> [EXTRACT PROVIDED]:
Senate Majority Leader, Mitch McConnell, recently announced a plan to introduce
federal legislation to legalize the production of hemp within the United
States. Along with this, McConnell also hopes to remove industrial hemp
as a Schedule I drug under the Controlled Substance Act. Ironically, McConnell
does not support legalization of cannabis. The difference between hemp
and cannabis is that cannabis has tetrahydrocannabinol (“THC”)
in it, which is the psychoactive part of the cannabis plant. Conversely,
hemp is not ingested and contains virtually no THC, it is used to make
clothing, paper, and other products.
The production of hemp was banned in the 1930’s, when timber, nylon,
and plastic producers saw hemp as a potential competitor and worked with
the federal government to make all cannabis byproducts illegal in the
country. While hemp products are legal to sell in the U.S., its cultivation
is currently banned outside of the limited exemption for state research
programs. This means that manufacturers are required to import the raw
materials from other countries that do not prohibit hemp farming.
This narrow exemption was included in the 2014 Farm Bill and was backed
by McConnell. However, the research is permitted only in states that have
approved hemp research and oftentimes only under university research programs.
Additionally, confusion over what counts as research has caused problems
as the Drug Enforcement Administration has in some cases sought to enforce
federal laws that do not distinguish between hemp and cannabis. McConnell
and others on board hope that legalizing the production of hemp will make
it easier for researchers to explore the many uses of the plant. The light
at the end of the tunnel is to eventually use hemp for numerous industrial
uses as a more cost efficient substitute.
China is now reported to be the largest producer of hemp. Perhaps McConnell
has seen the positive impact the use of hemp in China has had and is attempting
to push for the same in the U.S.
McConnell has introduced the bill to the Senate in the Hemp Farm Act of
2018. Many believe the next step after the legalization of hemp will be
to legalize cannabidiol (“CBD”), which contains many of the
medical benefits of cannabis with minimal amounts of THC. It will be interesting
to follow this proposed legislation in the coming months.

> [REQUIRED WORK]: Return the passage of the hemp legislation article above between "McConnell has introduced" and "the coming months.", inclusive, copied word for word.

> [RECORDS]:
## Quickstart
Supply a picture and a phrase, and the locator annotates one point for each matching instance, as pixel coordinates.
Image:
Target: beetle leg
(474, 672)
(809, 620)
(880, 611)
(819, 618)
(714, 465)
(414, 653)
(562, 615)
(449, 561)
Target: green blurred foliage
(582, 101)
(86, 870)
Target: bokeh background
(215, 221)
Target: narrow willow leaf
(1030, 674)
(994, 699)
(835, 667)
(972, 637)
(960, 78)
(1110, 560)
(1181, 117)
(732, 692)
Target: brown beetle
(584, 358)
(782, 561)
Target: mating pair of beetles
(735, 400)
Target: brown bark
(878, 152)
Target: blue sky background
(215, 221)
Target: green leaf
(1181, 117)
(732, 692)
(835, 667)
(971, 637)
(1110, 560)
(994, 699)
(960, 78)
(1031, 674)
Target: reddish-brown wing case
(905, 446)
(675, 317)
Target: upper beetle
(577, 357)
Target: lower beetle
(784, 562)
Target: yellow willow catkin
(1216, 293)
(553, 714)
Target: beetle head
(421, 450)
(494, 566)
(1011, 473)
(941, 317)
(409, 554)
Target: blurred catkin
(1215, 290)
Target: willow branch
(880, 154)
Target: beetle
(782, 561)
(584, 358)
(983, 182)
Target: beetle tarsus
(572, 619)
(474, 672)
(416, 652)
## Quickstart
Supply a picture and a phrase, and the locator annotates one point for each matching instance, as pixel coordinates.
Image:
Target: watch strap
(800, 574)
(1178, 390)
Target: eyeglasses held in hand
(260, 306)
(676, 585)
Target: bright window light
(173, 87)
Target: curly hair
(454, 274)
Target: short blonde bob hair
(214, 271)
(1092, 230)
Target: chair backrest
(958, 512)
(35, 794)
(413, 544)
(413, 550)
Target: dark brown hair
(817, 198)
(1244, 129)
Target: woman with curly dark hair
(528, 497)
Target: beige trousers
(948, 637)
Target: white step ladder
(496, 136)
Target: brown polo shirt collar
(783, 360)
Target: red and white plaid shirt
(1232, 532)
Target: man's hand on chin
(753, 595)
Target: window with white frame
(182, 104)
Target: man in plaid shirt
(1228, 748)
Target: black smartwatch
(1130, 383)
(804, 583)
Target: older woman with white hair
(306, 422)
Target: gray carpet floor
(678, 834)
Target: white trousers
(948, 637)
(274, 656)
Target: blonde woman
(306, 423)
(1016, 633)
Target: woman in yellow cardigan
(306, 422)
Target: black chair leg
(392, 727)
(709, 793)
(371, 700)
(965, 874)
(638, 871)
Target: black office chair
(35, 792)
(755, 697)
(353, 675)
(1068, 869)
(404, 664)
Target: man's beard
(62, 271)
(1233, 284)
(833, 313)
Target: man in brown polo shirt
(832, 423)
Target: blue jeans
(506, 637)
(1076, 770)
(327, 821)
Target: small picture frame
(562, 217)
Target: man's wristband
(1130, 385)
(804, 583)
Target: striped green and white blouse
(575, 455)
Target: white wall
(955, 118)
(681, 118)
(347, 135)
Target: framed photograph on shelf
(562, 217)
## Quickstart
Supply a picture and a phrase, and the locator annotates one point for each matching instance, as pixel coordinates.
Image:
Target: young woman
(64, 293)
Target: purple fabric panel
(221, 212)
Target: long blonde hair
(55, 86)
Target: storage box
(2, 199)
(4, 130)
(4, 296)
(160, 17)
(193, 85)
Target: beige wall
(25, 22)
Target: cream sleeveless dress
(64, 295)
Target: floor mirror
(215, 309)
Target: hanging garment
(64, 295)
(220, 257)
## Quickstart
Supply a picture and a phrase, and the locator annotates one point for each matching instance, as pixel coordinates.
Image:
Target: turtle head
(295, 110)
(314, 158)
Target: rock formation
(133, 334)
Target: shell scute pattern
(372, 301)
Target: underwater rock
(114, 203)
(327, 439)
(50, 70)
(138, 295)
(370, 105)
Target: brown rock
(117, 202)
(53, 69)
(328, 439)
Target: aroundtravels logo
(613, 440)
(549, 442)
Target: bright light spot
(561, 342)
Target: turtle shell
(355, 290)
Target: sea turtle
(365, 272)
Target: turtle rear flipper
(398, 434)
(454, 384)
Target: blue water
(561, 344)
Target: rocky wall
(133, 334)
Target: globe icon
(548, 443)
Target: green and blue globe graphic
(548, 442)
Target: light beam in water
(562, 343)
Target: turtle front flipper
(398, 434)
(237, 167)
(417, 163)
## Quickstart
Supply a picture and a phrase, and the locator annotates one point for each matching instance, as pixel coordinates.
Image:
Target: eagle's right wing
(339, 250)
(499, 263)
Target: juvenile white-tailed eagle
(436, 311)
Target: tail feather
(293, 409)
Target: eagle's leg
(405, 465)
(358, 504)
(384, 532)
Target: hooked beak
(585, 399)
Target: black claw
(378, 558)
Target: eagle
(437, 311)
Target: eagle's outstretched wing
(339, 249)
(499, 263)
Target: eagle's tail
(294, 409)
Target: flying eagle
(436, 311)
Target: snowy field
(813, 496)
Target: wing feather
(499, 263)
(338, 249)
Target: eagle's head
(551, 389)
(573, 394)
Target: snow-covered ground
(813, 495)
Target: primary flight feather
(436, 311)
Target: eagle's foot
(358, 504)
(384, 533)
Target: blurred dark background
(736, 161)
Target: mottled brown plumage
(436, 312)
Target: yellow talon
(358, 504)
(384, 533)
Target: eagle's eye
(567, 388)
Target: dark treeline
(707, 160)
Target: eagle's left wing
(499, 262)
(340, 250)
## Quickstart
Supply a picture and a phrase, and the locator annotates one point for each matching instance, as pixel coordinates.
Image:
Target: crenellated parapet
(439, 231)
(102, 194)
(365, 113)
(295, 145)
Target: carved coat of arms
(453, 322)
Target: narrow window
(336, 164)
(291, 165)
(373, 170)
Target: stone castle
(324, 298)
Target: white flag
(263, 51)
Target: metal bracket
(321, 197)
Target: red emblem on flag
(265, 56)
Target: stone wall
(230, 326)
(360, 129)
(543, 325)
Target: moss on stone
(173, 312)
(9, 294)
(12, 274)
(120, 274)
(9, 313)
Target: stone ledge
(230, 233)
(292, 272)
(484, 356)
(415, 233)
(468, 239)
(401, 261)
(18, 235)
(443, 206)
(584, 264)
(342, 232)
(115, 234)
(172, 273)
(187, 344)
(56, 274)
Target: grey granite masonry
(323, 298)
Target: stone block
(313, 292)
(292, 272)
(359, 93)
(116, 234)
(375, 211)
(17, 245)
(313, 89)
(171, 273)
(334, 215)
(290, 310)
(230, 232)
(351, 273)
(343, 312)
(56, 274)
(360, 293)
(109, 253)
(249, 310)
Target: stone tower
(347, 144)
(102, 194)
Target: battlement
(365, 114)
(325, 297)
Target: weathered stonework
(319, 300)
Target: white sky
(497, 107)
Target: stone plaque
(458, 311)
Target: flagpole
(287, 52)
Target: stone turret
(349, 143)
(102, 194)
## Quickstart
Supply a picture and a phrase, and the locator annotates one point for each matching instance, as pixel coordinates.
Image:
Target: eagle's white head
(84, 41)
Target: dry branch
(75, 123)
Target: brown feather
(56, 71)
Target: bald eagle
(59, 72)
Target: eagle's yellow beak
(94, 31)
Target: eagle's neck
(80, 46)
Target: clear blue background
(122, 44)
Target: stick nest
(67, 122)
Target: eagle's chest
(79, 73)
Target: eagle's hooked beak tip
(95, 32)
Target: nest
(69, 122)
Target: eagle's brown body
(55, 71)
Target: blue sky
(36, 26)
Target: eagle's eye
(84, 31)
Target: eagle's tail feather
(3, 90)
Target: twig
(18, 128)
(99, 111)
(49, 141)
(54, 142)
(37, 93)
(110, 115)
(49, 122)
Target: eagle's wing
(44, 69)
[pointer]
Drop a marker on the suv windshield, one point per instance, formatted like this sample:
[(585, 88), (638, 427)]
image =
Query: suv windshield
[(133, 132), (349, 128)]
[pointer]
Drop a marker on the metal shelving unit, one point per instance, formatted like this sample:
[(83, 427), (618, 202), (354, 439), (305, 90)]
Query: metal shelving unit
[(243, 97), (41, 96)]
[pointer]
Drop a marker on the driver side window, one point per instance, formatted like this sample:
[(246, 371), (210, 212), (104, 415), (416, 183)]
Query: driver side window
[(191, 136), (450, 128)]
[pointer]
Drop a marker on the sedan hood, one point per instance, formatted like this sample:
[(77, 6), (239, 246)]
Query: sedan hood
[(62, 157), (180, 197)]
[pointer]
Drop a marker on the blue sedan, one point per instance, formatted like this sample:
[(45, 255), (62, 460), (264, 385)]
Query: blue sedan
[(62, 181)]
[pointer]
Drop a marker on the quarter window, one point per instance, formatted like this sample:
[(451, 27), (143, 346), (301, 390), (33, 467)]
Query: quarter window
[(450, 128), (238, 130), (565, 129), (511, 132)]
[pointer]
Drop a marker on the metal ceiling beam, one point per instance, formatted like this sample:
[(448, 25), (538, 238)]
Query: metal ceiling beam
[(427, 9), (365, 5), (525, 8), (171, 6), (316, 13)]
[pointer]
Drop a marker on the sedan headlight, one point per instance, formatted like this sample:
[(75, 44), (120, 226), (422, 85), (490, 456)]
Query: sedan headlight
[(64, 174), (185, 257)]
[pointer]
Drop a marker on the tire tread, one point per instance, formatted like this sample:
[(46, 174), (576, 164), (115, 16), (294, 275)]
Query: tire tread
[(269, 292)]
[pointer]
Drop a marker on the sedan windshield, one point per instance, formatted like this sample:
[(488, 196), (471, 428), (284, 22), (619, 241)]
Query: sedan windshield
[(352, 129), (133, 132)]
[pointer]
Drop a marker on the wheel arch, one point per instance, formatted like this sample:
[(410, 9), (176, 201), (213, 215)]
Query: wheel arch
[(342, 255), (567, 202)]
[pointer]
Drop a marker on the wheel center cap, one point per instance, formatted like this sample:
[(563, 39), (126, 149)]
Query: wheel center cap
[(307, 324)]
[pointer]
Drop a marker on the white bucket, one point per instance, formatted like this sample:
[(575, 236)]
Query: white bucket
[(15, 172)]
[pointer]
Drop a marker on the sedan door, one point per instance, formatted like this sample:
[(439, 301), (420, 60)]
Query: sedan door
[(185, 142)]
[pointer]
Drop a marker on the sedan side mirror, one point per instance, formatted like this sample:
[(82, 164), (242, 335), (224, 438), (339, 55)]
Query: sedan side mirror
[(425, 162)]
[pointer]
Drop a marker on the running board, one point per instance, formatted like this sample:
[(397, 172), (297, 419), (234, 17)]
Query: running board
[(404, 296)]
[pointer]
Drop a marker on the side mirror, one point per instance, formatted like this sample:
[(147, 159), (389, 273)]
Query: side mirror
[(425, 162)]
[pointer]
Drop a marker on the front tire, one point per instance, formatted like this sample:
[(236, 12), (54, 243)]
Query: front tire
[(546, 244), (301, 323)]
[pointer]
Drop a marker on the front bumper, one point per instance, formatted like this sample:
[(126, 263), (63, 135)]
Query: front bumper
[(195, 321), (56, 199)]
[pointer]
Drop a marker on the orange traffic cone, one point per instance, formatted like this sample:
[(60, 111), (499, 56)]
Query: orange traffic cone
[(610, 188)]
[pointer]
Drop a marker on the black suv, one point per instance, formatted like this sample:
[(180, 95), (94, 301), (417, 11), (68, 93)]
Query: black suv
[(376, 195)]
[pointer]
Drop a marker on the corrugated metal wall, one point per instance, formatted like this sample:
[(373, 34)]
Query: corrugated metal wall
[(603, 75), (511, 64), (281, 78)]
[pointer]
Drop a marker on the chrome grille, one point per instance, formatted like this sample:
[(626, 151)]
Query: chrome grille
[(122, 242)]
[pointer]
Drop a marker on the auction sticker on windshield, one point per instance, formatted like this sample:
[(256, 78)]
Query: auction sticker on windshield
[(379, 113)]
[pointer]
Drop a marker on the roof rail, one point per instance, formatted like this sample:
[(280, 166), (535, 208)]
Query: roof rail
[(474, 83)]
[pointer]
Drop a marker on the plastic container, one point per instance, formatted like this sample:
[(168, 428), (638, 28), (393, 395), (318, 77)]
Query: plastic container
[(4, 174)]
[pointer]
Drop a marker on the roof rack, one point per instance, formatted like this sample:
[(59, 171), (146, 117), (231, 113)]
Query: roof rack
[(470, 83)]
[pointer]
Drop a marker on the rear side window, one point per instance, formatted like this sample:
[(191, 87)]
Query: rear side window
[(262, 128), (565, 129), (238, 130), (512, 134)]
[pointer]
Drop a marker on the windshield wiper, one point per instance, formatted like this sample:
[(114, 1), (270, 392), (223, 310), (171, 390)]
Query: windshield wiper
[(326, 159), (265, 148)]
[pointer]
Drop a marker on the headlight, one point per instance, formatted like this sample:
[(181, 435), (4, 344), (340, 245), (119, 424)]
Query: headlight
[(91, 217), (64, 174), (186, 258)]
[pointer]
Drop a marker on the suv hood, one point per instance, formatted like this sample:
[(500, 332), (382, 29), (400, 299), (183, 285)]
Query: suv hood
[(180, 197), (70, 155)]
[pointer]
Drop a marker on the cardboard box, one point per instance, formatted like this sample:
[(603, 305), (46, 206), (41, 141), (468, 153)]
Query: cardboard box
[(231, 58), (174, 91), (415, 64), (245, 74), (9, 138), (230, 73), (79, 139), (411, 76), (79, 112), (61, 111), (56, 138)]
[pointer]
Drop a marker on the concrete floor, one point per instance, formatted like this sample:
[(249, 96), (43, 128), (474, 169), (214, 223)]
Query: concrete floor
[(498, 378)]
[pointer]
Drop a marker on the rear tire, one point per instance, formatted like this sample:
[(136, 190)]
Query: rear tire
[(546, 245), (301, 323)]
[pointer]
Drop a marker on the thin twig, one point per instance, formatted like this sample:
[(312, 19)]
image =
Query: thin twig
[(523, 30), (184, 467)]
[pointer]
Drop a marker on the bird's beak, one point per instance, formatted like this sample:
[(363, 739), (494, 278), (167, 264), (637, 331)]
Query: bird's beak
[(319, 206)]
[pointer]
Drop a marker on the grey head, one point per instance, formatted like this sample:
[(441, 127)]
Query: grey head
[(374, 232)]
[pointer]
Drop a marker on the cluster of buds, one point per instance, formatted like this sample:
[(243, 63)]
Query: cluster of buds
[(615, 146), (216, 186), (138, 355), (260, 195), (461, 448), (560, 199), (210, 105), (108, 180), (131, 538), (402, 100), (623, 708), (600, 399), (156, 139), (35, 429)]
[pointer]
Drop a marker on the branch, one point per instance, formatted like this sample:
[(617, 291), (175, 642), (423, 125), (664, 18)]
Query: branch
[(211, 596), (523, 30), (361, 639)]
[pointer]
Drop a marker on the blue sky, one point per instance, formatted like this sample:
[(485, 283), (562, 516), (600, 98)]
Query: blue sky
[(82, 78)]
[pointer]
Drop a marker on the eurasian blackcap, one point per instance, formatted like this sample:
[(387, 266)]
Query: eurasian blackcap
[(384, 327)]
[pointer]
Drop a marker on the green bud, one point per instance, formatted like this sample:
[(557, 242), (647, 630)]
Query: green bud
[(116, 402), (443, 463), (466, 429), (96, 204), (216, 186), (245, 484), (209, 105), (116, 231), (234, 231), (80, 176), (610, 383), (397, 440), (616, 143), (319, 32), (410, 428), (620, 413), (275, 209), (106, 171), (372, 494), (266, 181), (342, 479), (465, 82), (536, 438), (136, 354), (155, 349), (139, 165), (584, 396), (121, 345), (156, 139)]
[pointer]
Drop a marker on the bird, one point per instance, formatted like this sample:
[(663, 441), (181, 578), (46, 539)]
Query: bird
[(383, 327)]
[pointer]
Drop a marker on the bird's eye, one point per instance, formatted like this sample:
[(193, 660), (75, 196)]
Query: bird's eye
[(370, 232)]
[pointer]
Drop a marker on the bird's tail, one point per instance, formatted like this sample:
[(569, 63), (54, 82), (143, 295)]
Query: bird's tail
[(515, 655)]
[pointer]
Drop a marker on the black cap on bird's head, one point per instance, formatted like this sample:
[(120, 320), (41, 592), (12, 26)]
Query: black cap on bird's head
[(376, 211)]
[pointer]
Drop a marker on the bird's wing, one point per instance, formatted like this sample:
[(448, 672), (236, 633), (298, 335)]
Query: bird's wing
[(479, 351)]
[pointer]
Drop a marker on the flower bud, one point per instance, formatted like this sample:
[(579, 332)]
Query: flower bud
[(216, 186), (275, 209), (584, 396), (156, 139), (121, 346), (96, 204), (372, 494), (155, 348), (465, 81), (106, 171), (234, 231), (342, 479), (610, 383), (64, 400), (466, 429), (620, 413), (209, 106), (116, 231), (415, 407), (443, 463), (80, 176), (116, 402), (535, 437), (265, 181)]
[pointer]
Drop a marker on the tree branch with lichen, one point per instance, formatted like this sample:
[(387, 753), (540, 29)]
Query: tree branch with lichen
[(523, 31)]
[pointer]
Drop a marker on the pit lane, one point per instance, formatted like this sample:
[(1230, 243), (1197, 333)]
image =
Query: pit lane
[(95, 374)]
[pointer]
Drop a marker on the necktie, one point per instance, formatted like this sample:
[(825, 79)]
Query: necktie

> [FINAL ANSWER]:
McConnell has introduced the bill to the Senate in the Hemp Farm Act of
2018. Many believe the next step after the legalization of hemp will be
to legalize cannabidiol (“CBD”), which contains many of the
medical benefits of cannabis with minimal amounts of THC. It will be interesting
to follow this proposed legislation in the coming months.